Description of the task:
Your task is to copy every line of the entries that contains "updo".

Saved data entries:

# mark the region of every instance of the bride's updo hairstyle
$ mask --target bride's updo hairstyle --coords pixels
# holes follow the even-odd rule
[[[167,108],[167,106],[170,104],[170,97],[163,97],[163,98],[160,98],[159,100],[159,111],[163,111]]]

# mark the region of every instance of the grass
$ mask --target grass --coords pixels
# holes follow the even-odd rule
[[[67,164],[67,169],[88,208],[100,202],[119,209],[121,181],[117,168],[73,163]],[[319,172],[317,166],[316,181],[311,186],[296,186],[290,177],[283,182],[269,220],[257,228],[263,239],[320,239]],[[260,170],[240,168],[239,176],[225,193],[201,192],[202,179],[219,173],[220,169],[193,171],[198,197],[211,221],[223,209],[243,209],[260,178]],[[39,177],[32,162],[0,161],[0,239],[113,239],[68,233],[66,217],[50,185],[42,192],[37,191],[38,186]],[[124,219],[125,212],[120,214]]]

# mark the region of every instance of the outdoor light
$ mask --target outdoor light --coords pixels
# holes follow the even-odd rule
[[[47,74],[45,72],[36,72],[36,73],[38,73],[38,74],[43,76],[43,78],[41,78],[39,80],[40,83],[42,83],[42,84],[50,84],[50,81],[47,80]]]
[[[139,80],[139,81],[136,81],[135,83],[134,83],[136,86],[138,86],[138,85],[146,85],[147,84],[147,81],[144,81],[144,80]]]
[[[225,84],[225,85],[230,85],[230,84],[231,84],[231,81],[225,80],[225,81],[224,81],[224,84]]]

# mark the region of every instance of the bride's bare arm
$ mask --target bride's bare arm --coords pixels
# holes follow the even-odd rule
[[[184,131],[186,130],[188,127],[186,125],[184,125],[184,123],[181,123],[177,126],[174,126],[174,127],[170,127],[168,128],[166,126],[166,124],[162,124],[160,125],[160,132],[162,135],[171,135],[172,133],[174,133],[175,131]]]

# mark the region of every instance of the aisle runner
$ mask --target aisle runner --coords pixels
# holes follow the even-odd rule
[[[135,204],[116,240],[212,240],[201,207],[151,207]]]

Written solution:
# mark the region of every instance of the bride's updo hairstyle
$ mask --target bride's updo hairstyle --coords pixels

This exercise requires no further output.